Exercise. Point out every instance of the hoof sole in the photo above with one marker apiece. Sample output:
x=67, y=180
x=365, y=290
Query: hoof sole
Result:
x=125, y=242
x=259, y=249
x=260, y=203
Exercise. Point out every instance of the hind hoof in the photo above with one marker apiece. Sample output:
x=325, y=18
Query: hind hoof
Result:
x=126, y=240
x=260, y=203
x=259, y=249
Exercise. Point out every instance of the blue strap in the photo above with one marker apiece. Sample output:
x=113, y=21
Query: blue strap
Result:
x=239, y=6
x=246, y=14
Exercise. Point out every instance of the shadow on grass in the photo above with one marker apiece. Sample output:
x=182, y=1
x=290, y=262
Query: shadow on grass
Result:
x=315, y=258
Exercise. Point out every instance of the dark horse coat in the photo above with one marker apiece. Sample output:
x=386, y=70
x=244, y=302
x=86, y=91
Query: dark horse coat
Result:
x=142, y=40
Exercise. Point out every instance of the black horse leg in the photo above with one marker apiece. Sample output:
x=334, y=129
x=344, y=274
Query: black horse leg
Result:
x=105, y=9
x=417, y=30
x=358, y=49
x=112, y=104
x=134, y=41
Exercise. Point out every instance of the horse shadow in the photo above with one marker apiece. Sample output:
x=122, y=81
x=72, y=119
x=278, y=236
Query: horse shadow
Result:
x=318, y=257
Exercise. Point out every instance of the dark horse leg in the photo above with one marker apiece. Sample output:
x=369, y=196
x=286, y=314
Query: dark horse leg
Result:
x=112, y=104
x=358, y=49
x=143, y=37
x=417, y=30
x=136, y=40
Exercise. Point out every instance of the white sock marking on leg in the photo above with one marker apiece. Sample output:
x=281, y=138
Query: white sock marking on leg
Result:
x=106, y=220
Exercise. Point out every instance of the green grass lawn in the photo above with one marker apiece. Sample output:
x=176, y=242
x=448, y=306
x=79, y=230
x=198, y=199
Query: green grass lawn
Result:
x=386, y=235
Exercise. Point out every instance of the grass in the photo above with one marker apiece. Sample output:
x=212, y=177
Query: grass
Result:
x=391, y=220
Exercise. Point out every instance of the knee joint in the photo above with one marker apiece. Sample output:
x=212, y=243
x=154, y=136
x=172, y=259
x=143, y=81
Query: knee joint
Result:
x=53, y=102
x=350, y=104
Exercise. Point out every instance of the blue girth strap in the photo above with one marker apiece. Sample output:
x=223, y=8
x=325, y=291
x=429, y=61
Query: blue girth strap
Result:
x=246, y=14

------------------------------------------------------------------------

- [What you have to do]:
Copy the rows from the line with "Exercise. Point out every instance of the shadow" up to and including the line with "x=106, y=220", keeping the requests, and multiply each x and y coordinate listed under "Result:" by 0.45, rounding to whole numbers with halves rounded up. Leave the requests and their sample coordinates unchanged.

- [Task output]:
Exercise. Point out every instance of the shadow on grass in the photo above with one marker apiece. Sample output:
x=182, y=1
x=290, y=262
Query: shadow on grass
Result:
x=142, y=116
Exercise. Point out every instance of the dark horse coat in the photo above with one marker apiece. Sample output:
x=386, y=70
x=244, y=302
x=86, y=91
Query: dark horse coat
Result:
x=64, y=18
Exercise. Point out every instance of the black horse leg in the photo above with one marker apiece. Sample output:
x=334, y=129
x=344, y=274
Query: black horse leg
Result:
x=47, y=4
x=188, y=14
x=161, y=22
x=50, y=47
x=60, y=18
Exercise. Point out every instance of the horse shadow in the photo above with one marker apiece. Sample output:
x=122, y=81
x=72, y=119
x=278, y=236
Query: horse shadow
Result:
x=143, y=116
Exercise. Point out every instance of the dark horse leg in the photo above with one marker apiece. Sample output:
x=369, y=196
x=286, y=314
Query: dark horse leg
Result:
x=50, y=47
x=161, y=22
x=64, y=17
x=188, y=14
x=61, y=18
Exercise. Point out every instance of the white sock marking on leg in the photo above with one marker apiece. Sample output:
x=281, y=138
Query: white sock marking on leg
Result:
x=48, y=99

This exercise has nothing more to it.